The exercise calls for a faithful copy of all the data.

************

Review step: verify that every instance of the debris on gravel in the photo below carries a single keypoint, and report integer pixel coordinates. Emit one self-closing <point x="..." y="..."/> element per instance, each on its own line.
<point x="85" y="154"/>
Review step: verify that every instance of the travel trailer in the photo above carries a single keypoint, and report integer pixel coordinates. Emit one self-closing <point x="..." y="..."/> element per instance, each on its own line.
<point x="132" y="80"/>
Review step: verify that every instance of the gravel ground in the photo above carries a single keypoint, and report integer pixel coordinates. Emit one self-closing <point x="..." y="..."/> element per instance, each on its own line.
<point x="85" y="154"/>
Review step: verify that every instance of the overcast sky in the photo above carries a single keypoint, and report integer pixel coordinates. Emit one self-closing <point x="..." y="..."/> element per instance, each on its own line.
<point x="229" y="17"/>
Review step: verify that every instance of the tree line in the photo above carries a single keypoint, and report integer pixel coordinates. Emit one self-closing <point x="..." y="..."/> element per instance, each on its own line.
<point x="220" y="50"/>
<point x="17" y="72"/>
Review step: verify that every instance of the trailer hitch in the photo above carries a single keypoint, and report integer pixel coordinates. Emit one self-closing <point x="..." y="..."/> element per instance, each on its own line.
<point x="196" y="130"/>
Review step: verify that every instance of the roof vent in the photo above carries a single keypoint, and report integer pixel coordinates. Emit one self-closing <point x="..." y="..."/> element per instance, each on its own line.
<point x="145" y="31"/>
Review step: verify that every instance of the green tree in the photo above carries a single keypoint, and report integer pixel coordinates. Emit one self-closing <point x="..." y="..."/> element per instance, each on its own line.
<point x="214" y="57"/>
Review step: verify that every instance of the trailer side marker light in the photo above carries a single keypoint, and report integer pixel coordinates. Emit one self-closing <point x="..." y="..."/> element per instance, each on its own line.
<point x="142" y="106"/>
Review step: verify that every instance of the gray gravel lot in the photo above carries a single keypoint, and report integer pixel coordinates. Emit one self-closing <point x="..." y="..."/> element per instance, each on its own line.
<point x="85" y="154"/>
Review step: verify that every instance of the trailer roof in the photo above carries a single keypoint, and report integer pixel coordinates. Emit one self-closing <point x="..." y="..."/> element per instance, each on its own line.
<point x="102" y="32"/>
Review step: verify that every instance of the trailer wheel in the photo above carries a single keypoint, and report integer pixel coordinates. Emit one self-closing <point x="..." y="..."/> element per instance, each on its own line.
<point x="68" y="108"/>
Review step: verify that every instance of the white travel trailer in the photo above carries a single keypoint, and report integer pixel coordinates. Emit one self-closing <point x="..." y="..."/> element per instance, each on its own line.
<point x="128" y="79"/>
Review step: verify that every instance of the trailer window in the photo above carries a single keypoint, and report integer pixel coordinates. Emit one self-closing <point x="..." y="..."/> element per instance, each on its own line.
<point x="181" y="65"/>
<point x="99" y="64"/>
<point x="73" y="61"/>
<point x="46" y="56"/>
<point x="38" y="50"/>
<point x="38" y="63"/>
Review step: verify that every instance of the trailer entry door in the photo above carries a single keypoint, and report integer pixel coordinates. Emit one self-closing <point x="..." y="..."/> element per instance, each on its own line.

************

* Answer section
Review step: verify that every instance of the debris on gravel in the photo below carries a single keypoint, and report integer pixel coordinates. Emit one self-closing <point x="..." y="..."/> element per instance, each on its own line.
<point x="85" y="154"/>
Review step: verify that every instance of the travel trailer in the photo above carries a single keypoint, and report integer pixel coordinates. Emit one self-closing <point x="..." y="..."/> element per instance, each on its own line.
<point x="132" y="80"/>
Review step: verify that every instance of the gravel ground in the photo above carries a single keypoint, and report integer pixel coordinates. Emit one self-closing <point x="..." y="..."/> element per instance, each on its own line.
<point x="85" y="154"/>
Review step: verify that every instance of the overcast sky in the photo above carries a single keypoint, and report integer pixel coordinates. Emit one self-closing <point x="..." y="..."/> element per instance, each on its own line.
<point x="229" y="17"/>
Review step: verify that every instance of the tree line in the photo above carries a single keypoint, and report integer pixel coordinates. Emit one self-closing <point x="..." y="..."/> element per instance, each on its own line.
<point x="220" y="50"/>
<point x="17" y="72"/>
Review step: verify that every instance of the trailer hitch in the photo above carries a single keypoint, and report integer pixel coordinates. Emit one self-closing <point x="..." y="..."/> element per instance, each on its own line.
<point x="196" y="130"/>
Review step: verify that every instance of the roof vent in the photo above carries a single keypoint, and report integer pixel coordinates. Emit one self-closing <point x="..." y="..."/> element per instance, each on its own line.
<point x="145" y="31"/>
Review step: verify that every instance of the green tree in the photo above carries a single keypoint, and report integer pixel coordinates. Emit one self-closing <point x="..." y="..."/> element per instance, each on its own line.
<point x="214" y="57"/>
Review step: verify that every instance of the trailer side marker light in the photo above carries a single keypoint, and report integer pixel coordinates. Emit one self-closing <point x="..." y="..."/> element per instance, each on its own line.
<point x="142" y="106"/>
Review step: verify that every instance of the gray gravel lot in the photo above carries a single keypoint, and report integer pixel coordinates. Emit one self-closing <point x="..." y="..."/> element per instance, each on its own line.
<point x="85" y="154"/>
Review step: verify that every instance of the trailer roof in the photo above carries a single keypoint, and report integer pixel coordinates. Emit one self-closing <point x="..." y="..."/> element per instance, each on its own line.
<point x="102" y="32"/>
Review step: verify that every instance of the trailer wheel in the photo above carries a single keypoint, and report integer pixel coordinates. Emit one self-closing <point x="..." y="..."/> element per instance, each on its own line.
<point x="68" y="108"/>
Review step: verify that every instance of the white travel trailer in the photo above carries a single keypoint, and report integer pixel coordinates. Emit one self-closing <point x="..." y="..."/> element per instance, each on its own line.
<point x="128" y="79"/>
Review step: verify that every instance of the trailer window in the photo above carries a single keypoint, and report integer pixel coordinates. Emit one self-closing <point x="..." y="..."/> element per instance, each on its own line.
<point x="181" y="65"/>
<point x="99" y="64"/>
<point x="73" y="61"/>
<point x="46" y="56"/>
<point x="38" y="50"/>
<point x="38" y="63"/>
Review step: verify that every instance of the trailer entry door in the photo above carries a single keypoint, and report integer pixel coordinates. Emit one self-closing <point x="..." y="..."/> element per instance, each on its own line.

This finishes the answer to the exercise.